Source extract —
++++

Pakistan floods: Return to the village
Sixty-four households have now returned to the village of Dildarsipar in Jacobabad District, where Oxfam is working with YAP (Youth Action for Pakistan), a local organization. Hygiene kits have already been distributed and hygiene committees have been formed. In the shade a group of women talk about their situation. Below Faroza, a member of the hygiene committee, sums up their story.
Escaping the flood
"We heard that there were floods and that water was coming but we were hoping that the water wouldn’t be coming here – but it came. It came at night when we were sleeping. All we could do was take our children and some of our animals and head to the road. When we were escaping the flood we had no vehicle here so we had to walk for 5 or 7 hours in the heavy rain.
"We stayed there for 2 months and 14 days. People were living on the road, in government camps and camps run by other organizations. In the camps people had latrines, and some food but not enough. As women we faced a lot of problems… we had no sanitary clothes or pads.

++++

Extracted data entries —
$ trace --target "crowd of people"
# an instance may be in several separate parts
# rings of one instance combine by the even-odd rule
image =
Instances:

++++

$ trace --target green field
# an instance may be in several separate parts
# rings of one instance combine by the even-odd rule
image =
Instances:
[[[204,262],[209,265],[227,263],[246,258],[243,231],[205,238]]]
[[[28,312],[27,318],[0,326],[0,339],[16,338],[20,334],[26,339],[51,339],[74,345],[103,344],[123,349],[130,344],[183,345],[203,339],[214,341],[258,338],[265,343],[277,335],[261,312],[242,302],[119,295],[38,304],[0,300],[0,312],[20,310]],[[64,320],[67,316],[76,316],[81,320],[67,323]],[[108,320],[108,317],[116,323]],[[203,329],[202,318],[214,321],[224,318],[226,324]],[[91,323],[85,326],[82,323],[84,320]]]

++++

List every place name that appears in the Pakistan floods text.

Pakistan
Dildarsipar
Jacobabad District